Written request: Rewrite the records below, changing every "keypoint" to "marker" and leaving the rest as it stands.
::: Supplied records :::
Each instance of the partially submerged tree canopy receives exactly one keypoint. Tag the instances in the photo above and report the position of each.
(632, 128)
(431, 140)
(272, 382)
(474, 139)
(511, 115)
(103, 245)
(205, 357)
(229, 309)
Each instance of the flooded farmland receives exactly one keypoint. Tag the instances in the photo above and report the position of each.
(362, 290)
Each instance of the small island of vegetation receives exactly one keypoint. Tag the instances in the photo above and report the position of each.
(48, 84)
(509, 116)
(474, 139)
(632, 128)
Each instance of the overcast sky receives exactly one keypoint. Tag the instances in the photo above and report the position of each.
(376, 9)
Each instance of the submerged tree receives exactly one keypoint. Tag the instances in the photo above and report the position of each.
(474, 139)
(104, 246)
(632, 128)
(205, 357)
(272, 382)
:::
Output for this task:
Each instance of the partially submerged tree canopy receives exactly one marker. Tag the instances in the photo above and report the position of each.
(632, 128)
(431, 140)
(272, 382)
(474, 139)
(511, 115)
(103, 245)
(205, 357)
(229, 309)
Each instance of the flooded farmland receives exactly one marker. Tag the instances in the photo above and report the position of each.
(362, 290)
Each instance of the small island of vegetation receives exactly one marker. Tag the instances in the photo above and report the position of each.
(48, 84)
(509, 116)
(474, 139)
(632, 128)
Each instance of the overcast sky receives exactly one marker. Tag the instances in the photo above and report the position of each.
(376, 9)
Each instance of the submerged tree receives exactly one marker. Tag the instances in the photo above and report the position of each.
(474, 139)
(104, 246)
(632, 128)
(205, 357)
(272, 382)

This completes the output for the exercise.